__Activity__.
In the entries below, locate the line with "Label a point on each instance of the large green", then give again that line and all lines after it, exactly, with pictures omitted.
* * * * * * *
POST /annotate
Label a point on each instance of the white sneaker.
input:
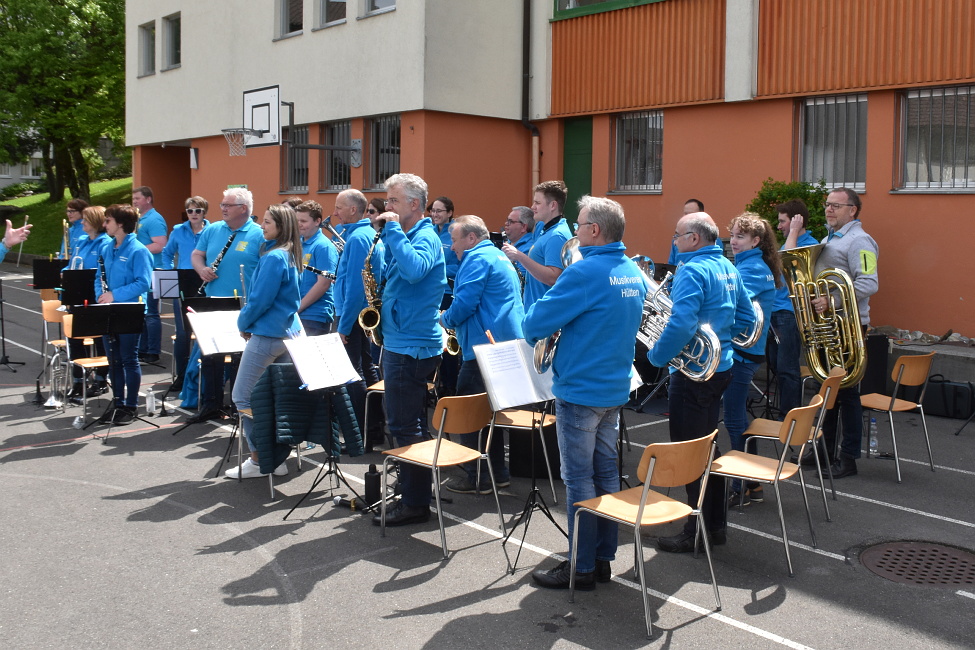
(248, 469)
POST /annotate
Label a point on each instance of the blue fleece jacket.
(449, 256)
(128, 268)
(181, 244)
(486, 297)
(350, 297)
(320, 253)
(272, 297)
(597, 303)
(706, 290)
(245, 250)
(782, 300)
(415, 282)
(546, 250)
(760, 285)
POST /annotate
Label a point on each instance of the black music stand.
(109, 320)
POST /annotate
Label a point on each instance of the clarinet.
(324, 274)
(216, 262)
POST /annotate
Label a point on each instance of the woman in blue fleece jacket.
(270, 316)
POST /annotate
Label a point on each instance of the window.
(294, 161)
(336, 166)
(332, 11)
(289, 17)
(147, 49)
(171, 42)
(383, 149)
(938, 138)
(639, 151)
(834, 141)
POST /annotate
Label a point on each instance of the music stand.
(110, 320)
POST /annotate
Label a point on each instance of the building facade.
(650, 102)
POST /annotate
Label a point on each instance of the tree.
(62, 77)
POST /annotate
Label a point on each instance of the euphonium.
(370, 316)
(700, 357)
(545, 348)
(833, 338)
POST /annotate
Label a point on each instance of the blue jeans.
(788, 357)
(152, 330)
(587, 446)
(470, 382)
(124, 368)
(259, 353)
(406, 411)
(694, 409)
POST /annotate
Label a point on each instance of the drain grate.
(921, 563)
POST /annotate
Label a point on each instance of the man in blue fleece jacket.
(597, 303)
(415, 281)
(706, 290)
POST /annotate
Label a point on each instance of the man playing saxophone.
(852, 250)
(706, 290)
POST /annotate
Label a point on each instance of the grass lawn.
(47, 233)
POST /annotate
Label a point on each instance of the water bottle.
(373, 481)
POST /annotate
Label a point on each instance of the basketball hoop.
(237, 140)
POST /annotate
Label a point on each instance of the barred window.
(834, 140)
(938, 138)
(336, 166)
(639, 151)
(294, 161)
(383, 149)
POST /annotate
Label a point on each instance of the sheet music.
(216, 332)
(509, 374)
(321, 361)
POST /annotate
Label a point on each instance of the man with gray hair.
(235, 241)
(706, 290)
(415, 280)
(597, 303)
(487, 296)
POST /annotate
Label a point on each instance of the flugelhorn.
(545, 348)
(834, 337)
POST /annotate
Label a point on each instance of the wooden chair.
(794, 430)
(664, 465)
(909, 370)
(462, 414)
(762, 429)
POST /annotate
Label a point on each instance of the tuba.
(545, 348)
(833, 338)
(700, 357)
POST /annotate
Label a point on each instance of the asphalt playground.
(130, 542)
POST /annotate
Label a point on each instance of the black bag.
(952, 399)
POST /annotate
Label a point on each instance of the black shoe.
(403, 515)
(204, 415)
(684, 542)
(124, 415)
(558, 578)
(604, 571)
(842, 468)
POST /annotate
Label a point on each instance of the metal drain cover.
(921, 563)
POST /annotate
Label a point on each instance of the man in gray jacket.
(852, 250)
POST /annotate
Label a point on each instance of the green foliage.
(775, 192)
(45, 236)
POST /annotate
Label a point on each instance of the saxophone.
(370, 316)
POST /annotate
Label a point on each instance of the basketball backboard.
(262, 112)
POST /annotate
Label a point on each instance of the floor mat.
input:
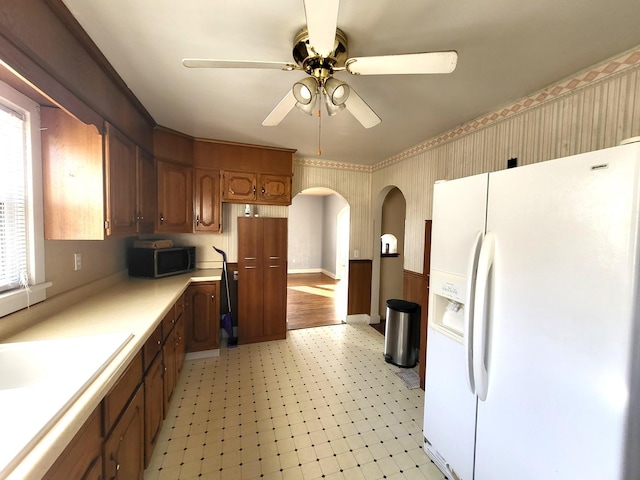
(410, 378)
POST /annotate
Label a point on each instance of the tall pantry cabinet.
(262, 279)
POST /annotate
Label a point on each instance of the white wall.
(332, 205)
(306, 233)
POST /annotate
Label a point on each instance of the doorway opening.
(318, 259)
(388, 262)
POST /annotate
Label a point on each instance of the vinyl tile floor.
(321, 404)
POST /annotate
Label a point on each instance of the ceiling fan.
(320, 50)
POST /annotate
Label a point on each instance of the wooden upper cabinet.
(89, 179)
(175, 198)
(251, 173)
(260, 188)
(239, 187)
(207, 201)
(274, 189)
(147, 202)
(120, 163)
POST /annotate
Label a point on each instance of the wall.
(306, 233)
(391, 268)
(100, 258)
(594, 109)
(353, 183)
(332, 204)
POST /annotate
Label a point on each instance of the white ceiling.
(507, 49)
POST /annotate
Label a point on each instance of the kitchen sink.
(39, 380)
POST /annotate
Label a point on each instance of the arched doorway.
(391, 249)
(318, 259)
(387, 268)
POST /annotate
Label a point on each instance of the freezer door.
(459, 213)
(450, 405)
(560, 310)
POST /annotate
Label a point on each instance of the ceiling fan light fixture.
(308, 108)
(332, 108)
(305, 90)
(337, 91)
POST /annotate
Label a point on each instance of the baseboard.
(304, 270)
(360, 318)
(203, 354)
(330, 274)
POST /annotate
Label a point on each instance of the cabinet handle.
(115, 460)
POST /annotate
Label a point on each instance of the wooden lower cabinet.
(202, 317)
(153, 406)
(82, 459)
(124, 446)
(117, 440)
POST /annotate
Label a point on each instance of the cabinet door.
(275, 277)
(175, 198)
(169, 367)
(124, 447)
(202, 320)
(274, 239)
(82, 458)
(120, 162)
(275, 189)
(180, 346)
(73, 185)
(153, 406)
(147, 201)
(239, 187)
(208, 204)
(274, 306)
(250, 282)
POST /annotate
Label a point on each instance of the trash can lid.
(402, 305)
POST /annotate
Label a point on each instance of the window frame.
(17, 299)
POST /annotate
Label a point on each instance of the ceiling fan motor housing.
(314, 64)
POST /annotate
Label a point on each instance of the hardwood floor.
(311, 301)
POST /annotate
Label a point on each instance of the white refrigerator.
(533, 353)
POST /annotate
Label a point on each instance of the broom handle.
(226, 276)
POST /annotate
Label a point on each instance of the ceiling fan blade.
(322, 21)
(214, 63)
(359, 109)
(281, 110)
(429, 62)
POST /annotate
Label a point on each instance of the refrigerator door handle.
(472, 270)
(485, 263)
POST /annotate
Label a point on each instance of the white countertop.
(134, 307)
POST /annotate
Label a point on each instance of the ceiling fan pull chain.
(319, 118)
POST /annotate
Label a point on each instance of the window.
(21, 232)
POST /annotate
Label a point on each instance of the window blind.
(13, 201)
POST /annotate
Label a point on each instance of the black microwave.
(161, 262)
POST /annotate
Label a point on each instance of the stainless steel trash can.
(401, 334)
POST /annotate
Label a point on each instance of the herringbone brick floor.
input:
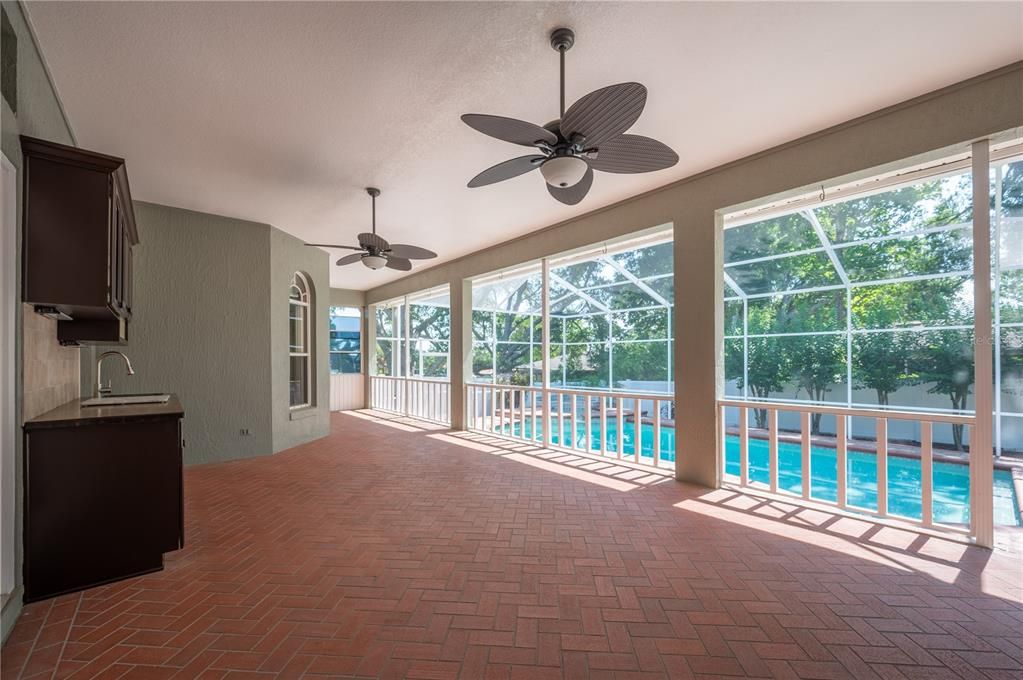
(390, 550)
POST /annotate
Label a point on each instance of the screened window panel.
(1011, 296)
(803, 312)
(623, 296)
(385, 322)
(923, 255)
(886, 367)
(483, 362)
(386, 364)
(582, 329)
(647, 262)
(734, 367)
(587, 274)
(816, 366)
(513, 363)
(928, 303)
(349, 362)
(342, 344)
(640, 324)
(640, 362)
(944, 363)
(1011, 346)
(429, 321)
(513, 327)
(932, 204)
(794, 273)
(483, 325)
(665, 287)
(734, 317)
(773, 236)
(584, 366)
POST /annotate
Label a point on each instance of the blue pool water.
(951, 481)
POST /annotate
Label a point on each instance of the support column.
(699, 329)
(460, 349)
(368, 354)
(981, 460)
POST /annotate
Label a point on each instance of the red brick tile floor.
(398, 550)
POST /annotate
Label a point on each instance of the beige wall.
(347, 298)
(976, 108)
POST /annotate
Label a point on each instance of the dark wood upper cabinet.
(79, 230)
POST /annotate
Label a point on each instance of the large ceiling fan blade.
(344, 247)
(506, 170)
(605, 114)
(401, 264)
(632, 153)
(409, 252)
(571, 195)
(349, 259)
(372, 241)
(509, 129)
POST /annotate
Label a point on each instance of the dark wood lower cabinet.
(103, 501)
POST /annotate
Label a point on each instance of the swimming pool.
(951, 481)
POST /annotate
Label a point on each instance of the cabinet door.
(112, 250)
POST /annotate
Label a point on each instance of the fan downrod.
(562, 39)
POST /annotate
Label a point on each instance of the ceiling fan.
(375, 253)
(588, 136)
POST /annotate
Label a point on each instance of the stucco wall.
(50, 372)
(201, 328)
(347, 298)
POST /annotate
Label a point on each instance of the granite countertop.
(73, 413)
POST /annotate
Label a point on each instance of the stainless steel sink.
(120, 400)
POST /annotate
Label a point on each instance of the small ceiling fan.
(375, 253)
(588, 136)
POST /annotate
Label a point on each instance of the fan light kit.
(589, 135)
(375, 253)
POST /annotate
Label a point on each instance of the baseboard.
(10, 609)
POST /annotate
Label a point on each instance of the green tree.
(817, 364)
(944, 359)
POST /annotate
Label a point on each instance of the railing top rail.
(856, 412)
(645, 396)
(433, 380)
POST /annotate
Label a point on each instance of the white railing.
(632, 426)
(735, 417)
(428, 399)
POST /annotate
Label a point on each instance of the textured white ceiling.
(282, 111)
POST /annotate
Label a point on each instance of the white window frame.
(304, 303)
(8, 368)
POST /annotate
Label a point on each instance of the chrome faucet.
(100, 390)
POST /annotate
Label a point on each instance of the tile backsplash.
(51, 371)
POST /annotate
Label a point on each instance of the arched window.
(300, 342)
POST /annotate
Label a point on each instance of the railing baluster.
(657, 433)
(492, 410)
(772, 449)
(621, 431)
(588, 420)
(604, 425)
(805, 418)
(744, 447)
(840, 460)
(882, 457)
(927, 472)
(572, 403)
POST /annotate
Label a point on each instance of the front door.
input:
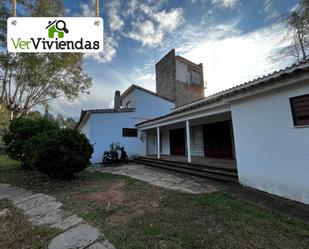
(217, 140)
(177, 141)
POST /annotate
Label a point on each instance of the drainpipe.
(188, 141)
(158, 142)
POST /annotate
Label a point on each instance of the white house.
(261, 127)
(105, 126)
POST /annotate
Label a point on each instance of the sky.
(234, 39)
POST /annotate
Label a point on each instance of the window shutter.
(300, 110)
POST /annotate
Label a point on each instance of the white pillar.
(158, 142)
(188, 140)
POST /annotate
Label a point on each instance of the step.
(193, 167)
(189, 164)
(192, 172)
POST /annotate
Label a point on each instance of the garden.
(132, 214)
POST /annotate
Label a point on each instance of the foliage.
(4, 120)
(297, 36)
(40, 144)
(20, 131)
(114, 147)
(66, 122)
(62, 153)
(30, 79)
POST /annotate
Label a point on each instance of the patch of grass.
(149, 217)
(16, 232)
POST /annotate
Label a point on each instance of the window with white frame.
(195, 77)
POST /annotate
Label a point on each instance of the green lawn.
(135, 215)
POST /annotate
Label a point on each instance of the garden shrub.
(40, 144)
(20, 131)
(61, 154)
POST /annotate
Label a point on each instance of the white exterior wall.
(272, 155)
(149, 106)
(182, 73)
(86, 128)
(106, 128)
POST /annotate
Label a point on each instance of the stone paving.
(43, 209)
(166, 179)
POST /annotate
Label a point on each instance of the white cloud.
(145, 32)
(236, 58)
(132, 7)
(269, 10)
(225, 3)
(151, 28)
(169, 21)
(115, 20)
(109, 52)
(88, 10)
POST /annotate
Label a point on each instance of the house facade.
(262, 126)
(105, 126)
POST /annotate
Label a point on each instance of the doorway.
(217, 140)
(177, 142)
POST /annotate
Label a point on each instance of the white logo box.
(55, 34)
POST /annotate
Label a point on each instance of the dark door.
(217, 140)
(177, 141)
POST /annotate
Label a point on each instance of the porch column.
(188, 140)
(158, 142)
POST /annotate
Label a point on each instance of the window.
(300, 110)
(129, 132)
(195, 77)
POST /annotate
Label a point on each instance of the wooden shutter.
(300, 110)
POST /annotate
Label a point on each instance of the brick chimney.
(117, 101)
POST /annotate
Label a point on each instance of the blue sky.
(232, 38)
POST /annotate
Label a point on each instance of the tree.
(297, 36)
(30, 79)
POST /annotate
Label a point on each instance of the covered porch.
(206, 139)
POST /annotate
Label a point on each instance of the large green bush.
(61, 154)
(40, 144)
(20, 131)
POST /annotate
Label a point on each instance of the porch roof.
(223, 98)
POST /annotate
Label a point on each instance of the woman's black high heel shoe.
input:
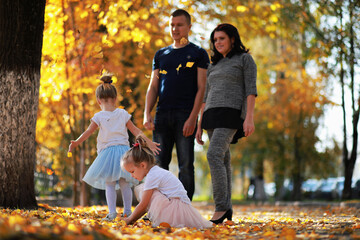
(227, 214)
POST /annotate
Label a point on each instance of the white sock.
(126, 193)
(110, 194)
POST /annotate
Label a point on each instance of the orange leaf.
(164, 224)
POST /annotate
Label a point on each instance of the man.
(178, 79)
* * * * * * *
__Solution to this task__.
Label a point on each instance of the large green bush.
(61, 154)
(40, 144)
(20, 131)
POST /annotate
Label a point on each instance of the porch roof.
(223, 98)
POST /annotate
Label a point on each instance of the woman's black high heel shoe.
input:
(227, 214)
POST /annotate
Label a point on each instance of the white sock.
(126, 193)
(110, 194)
POST /annotate
Label a point on each instance of the orange leaf.
(164, 224)
POST /annotate
Label a point on each instance of the man.
(178, 79)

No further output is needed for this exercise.